Continue the article about the Las Vegas elementary school built with structural insulated panels, picking up after its final sentence.

_SOURCE_
= = = =

At the height of Nevada’s population boom during the last decade, nearly 2,000 people per week, on average, moved to Las Vegas. The growth was comparable to adding a city the size of Green Bay, Wis., or Erie, Pa., to the metro area each year. Local governments were pressed to keep up with exploding infrastructure demands from roads to educational facilities. School district officials faced the particularly difficult challenge of building new schools quickly, yet under tight capital and operating budgets.

In the midst of the growth, the Clark County School District decided to build a replacement for the Jacob E. Manch Elementary School in the city’s northeast quadrant, near Nellis Air Force Base. The new 70,000-square-foot building would provide a school-within-a-school concept for 900 students, with individual buildings for various grade levels. It was required to be completed quickly to help reduce learning disruptions to students within the existing building.

Soon after the district awarded the design to SSA Architecture (Las Vegas), the project team determined that typical construction methods used in the region would not be feasible within the approved budget. At the time, construction costs in Las Vegas were increasing on the order of 1.5 percent per month.

The district also faced rapidly rising energy costs, with the challenge of heating and cooling schools during extreme temperatures. The outside air in the Las Vegas desert often tops 100 degrees Fahrenheit and remains high throughout the night in the non-winter seasons. As a result, buildings frequently do not have a chance to cool down naturally, placing high loads on HVAC systems for many hours of the day.

SIPs enabled contractors to complete the building envelope in only 47 days ─ a 60-percent reduction from the scheduled 121 days.

To reduce the construction schedule and provide for an energy-efficient building envelope, the designers chose structural insulated panels (SIPs) from Premier Building Systems (Fife, Wash.) in place of concrete masonry units or other exterior building shell materials. The result was a 60-percent reduction in the exterior framing schedule and a lowering of the HVAC operating costs by an estimated 65 to 70 percent.

Because the SIPs arrived at the job site in large, ready-to-install pieces, contractors were able to complete the building envelope in 47 days versus the 121 days originally scheduled for dry-in. During that time, they installed approximately 118,000 square feet of SIP walls and roofs (2,250 panels).

Large-size panels reduce thermal bridging and provide effective insulation in both hot and cold climates.

“The general contractor was shocked at how fast the panels installed; he said he’d never seen that size of schedule reduction,” said Gary Radzat, president of Shell Building Systems (Sebastopol, Calif.), SIP design and installation consultant for the Manch School.

= = = =

_LISTED RECORDS_
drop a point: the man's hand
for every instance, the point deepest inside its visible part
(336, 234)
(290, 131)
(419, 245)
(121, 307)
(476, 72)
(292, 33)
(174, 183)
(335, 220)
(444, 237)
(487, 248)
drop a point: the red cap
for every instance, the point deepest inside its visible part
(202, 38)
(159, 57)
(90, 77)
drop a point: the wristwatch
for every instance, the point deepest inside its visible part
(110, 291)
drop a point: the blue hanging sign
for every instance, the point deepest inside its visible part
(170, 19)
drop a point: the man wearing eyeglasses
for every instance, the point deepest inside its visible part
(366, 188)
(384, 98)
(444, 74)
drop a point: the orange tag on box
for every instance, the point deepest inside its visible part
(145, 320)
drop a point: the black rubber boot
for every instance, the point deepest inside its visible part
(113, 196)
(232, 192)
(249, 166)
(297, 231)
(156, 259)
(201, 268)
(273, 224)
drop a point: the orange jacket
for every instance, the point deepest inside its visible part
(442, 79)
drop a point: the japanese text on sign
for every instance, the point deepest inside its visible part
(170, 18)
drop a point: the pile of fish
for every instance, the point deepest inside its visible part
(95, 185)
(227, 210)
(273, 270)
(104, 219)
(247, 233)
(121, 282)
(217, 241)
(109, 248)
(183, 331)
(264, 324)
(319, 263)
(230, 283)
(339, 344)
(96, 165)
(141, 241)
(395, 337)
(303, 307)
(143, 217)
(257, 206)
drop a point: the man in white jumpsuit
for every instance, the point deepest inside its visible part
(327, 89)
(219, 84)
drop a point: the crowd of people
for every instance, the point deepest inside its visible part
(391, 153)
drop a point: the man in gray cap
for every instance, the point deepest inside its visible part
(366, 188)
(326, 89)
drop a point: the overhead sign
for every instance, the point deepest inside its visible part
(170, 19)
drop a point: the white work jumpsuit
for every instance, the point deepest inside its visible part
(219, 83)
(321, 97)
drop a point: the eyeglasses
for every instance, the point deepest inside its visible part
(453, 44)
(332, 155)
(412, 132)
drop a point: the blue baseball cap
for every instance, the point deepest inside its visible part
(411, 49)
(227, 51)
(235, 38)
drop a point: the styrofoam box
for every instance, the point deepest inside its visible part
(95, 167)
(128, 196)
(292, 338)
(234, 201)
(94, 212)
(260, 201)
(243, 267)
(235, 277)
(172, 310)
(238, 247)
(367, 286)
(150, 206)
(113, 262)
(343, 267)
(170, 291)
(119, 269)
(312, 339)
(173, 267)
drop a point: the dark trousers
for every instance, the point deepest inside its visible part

= = = =

_OUTPUT_
An additional factor in speeding the construction is that the SIPs were manufactured with pre-cut electrical chases. This reduced the need to drill or modify the framing for installation of wires. The original labor plan estimated a need for 12 electrical workers, but the SIP construction helped reduce this to three, saving both time and money.

Altogether, using SIPs helped reduce the total project construction costs by approximately $2 million. 

On the energy savings side, the SIPs helped create a tight, well-insulated building envelope with fewer thermal bridges than other construction methods ─ notably stick framing. The foam core provides a continuous insulation layer across each panel’s height, width, and depth, and there were fewer joints to be sealed.

“Using SIPs cuts down on energy-related costs two ways,” Radzat said. “There’s less demand for heating and cooling, so HVAC systems can be substantially smaller, saving on equipment costs. Plus, the ongoing costs to run the equipment are much less.” The HVAC operating costs are estimated to be as much as 65 to 70 percent less than other schools in the Las Vegas area. The HVAC’s lower cycling frequency also is anticipated to increase the equipment life by about 75 percent.

An ancillary benefit provided by the SIPs construction is a healthier indoor environment for students and teachers. SIPs help seal out dust and common pollutants, plus reduce interior noise in certain frequencies ─ an important factor given the nearby air force base.

The completed Jacob E. Manch Elementary School looks like any other building from the outside and inside, but has high-performance SIP walls and roofs.

As with other U.S. schools in a range of climates, SIPs helped the Manch School project team meet a range of competing construction and operating demands, while providing a code-approved building with long-term durability.

Joe Pasma, P.E., is the technical manager for Premier Building Systems, a firm that develops and manufactures high-performance, energy-efficient structural insulated panels. A licensed structural engineer, Pasma has worked with SIPs for almost two decades. For more information, call 800-275-7086 or visit http://www.pbssips.com/bc.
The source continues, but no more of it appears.